### INSTRUCTIONS FOR THE TASK
Format the entries below as a two-column CSV with the columns "instruction" and "markers", one row per entry, putting each entry's text and its answer in single quoted fields with line breaks replaced by spaces. Leave the pictures out.

### EXTRACTED INFORMATION
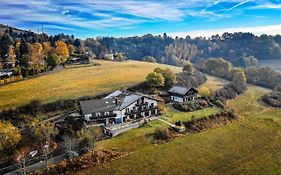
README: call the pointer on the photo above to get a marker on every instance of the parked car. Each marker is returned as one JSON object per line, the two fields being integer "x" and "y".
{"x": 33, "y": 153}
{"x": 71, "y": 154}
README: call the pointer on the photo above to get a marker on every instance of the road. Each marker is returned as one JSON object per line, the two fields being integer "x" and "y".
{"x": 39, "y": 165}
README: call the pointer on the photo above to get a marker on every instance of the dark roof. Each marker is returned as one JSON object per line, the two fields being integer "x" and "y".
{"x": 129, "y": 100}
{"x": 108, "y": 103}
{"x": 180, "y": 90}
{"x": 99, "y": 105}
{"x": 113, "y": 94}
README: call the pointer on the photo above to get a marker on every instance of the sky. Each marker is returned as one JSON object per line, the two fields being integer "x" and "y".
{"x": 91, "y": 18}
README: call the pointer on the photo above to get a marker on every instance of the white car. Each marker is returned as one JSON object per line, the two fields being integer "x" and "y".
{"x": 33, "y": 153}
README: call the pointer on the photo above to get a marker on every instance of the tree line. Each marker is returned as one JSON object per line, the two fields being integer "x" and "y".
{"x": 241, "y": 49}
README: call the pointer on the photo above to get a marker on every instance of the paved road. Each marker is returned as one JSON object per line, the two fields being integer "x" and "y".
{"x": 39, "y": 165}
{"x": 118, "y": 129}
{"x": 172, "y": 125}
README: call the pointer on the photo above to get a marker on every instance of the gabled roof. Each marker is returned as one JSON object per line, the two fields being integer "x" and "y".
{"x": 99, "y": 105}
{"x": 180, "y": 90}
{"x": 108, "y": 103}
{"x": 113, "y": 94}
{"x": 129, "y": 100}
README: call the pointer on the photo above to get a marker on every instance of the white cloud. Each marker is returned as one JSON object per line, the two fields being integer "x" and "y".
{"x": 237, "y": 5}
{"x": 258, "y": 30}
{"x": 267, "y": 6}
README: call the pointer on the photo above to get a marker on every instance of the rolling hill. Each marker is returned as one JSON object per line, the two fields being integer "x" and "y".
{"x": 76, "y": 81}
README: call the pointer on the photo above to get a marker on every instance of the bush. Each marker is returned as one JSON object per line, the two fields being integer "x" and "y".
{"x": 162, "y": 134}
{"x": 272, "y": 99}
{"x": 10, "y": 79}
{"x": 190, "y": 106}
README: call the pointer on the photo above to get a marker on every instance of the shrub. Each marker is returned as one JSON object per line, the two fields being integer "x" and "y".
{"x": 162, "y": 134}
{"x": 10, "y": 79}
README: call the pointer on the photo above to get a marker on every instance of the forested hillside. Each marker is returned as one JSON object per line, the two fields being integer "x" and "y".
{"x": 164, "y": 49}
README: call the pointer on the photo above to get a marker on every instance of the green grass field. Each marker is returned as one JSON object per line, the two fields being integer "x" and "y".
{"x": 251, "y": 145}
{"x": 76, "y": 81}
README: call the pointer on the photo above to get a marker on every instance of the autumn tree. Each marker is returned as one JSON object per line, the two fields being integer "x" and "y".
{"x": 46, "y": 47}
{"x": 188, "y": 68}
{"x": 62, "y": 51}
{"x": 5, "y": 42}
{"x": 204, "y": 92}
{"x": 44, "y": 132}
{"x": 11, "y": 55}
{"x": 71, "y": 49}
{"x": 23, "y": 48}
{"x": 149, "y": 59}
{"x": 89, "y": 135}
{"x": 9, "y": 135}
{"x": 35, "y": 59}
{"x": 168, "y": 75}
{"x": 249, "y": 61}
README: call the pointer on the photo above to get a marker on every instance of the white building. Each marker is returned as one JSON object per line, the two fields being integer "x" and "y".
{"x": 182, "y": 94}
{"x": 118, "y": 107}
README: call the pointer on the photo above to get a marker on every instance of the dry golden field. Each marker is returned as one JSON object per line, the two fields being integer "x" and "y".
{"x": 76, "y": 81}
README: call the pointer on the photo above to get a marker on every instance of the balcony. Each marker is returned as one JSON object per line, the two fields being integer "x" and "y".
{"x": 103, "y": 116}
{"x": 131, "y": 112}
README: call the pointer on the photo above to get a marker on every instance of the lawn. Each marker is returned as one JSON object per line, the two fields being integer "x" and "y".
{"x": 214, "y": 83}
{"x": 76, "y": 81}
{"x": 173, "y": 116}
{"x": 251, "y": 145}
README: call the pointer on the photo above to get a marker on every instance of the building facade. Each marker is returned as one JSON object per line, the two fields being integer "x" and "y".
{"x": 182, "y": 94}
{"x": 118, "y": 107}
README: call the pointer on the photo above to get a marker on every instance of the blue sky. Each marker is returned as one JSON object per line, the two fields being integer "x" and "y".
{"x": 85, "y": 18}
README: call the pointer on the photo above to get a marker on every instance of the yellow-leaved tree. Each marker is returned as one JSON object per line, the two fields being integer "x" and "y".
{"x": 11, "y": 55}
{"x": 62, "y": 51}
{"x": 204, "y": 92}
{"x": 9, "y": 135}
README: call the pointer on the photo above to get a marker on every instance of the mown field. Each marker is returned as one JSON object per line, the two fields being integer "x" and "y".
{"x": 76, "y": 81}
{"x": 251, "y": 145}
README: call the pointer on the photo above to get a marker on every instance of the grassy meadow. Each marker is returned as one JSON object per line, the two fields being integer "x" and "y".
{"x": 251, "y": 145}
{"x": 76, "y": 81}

### TASK RESPONSE
instruction,markers
"README: call the pointer on the photo above to get a marker on every instance of the parked car. Each marker is returned as one JSON object per line, the two fields being integer ""x"" and ""y"".","{""x"": 33, ""y"": 153} {""x"": 71, ""y"": 154}"
"README: call the pointer on the photo above to get a marker on every instance of the road. Each marker is returned as one JSON object per line, the two fields being integer ""x"" and ""y"".","{""x"": 39, ""y"": 165}"
"README: call the pointer on the photo above to get a marker on every instance of the dark roof. Each marker is returned as one JSON object per line, the two fields being integer ""x"" and ""y"".","{""x"": 129, ""y"": 100} {""x"": 108, ""y"": 103} {""x"": 180, ""y"": 90} {""x"": 99, ""y"": 105} {""x"": 113, ""y"": 94}"
"README: call the pointer on the photo above to get a marker on every instance of the sky. Each marker is returned as one JSON object per line, the two fields being integer ""x"" and ""y"".","{""x"": 91, ""y"": 18}"
"README: call the pointer on the photo above to get a marker on every instance of the white car. Each marker is returned as one JSON object per line, the two fields being integer ""x"" and ""y"".","{""x"": 33, ""y"": 153}"
"README: call the pointer on the photo above to get a marker on every instance of the tree line. Each marker is returned as one JSON object per line, the two fields being integer ""x"" and ""y"".","{""x"": 241, ""y"": 49}"
"README: call the pointer on the photo above to get a marker on every instance of the paved road. Each marker is returned as one JSON object per line, the two fields being integer ""x"" and ""y"".","{""x"": 39, ""y"": 165} {""x"": 118, ""y"": 129} {""x"": 172, ""y"": 125}"
"README: call the pointer on the photo above to get a marker on every instance of the gabled roof. Each marker is returned as one JSON object per line, the two fields being integer ""x"" and ""y"".","{""x"": 99, ""y"": 105} {""x"": 180, ""y"": 90} {""x"": 108, ""y"": 103} {""x"": 113, ""y"": 94} {""x"": 129, ""y"": 100}"
"README: call the pointer on the photo above to get a marker on every instance of the white cloud. Each marker is returned as one JSON object per line, the two fields being integer ""x"" and ""y"".","{""x"": 237, ""y"": 5} {""x"": 258, ""y"": 30} {""x"": 267, ""y"": 6}"
"README: call the pointer on the photo above to get a marker on every instance of the rolling hill. Each marker is returned as one JSON object per line, the two fields being integer ""x"" and ""y"".","{""x"": 76, ""y"": 81}"
"README: call the pointer on the photo above to get a marker on every instance of the bush. Each marker is returned as one JSON object per line, the two fields being integer ""x"" and ""y"".","{""x"": 162, ""y"": 134} {""x"": 272, ""y"": 99} {""x"": 10, ""y"": 79} {""x"": 190, ""y"": 106}"
"README: call the pointer on the photo above to get a marker on every instance of the shrub. Each marker is returned as one JSON object per line, the two fields being integer ""x"" and ""y"".","{""x"": 162, ""y"": 134} {""x"": 10, ""y"": 79}"
"README: call the pointer on the photo above to get a marker on every instance of the forested hillside. Each marker is returned as one JSON object per line, the two fields being integer ""x"" and ""y"".","{""x"": 164, ""y"": 49}"
"README: call the pointer on the photo above to get a marker on every instance of the green grass field. Each marker is returned as one JSON object per line, the two fields being integer ""x"" and ""y"".","{""x"": 251, ""y"": 145} {""x"": 76, ""y"": 81}"
"README: call the pointer on the photo above to get a marker on every instance of the autumn tree. Each marker is returned as one JSON object per line, the two fields being integer ""x"" and ""y"".","{""x"": 46, ""y"": 47} {""x"": 188, ""y"": 68} {""x"": 62, ""y"": 51} {""x"": 5, ""y"": 42} {""x"": 204, ""y"": 92} {""x"": 44, ""y"": 132} {""x"": 11, ""y"": 55} {""x"": 71, ""y"": 49} {""x"": 23, ""y"": 48} {""x"": 149, ""y"": 59} {""x"": 89, ""y"": 135} {""x"": 9, ""y"": 135} {""x"": 35, ""y"": 59} {""x"": 168, ""y"": 75} {""x"": 249, ""y"": 61}"
"README: call the pointer on the photo above to get a marker on every instance of the white building. Each marker is returned as one JSON object per line, the two fields being integer ""x"" and ""y"".","{""x"": 182, ""y"": 94} {""x"": 118, ""y"": 107}"
"README: call the pointer on the photo above to get a marker on every instance of the dry golden field. Each marker is returned as one JSON object per line, the two fields being integer ""x"" and ""y"".","{""x"": 76, ""y"": 81}"
"README: call the pointer on the photo above to get a marker on every instance of the balcony. Each marker is returned as one JSON object per line, the two fields being integer ""x"" and ""y"".","{""x"": 103, ""y"": 116} {""x"": 131, ""y"": 112}"
"README: call the pointer on the photo above to get a marker on every instance of the lawn. Each marker is returned as one JSON object per line, the two fields being integer ""x"" and ""y"".","{""x"": 214, ""y"": 83} {""x"": 76, ""y"": 81} {""x"": 173, ""y"": 116} {""x"": 251, ""y"": 145}"
"README: call the pointer on the photo above to get a marker on every instance of the building facade. Each marker is returned as one JSON object per line, the two fields being integer ""x"" and ""y"".","{""x"": 182, ""y"": 94} {""x"": 118, ""y"": 107}"
"README: call the pointer on the photo above to get a marker on every instance of the blue sky. Each marker is returned as one JSON object per line, the two fields being integer ""x"" and ""y"".","{""x"": 85, ""y"": 18}"
"README: call the pointer on the photo above to get a marker on every instance of the yellow-leaved tree. Each marker is returned as one JSON object per line, the two fields being integer ""x"" and ""y"".","{""x"": 11, ""y"": 55} {""x"": 62, ""y"": 51} {""x"": 204, ""y"": 92} {""x"": 9, ""y"": 135}"
"README: call the pointer on the photo above to get a marker on every instance of the mown field. Each marker is returned as one JSON object per line, the two fields being integer ""x"" and ""y"".","{""x"": 76, ""y"": 81} {""x"": 251, ""y"": 145}"
"README: call the pointer on the photo above to get a marker on every instance of the grassy meadow. Each marker is returned as one JSON object per line, the two fields being integer ""x"" and ""y"".","{""x"": 251, ""y"": 145} {""x"": 76, ""y"": 81}"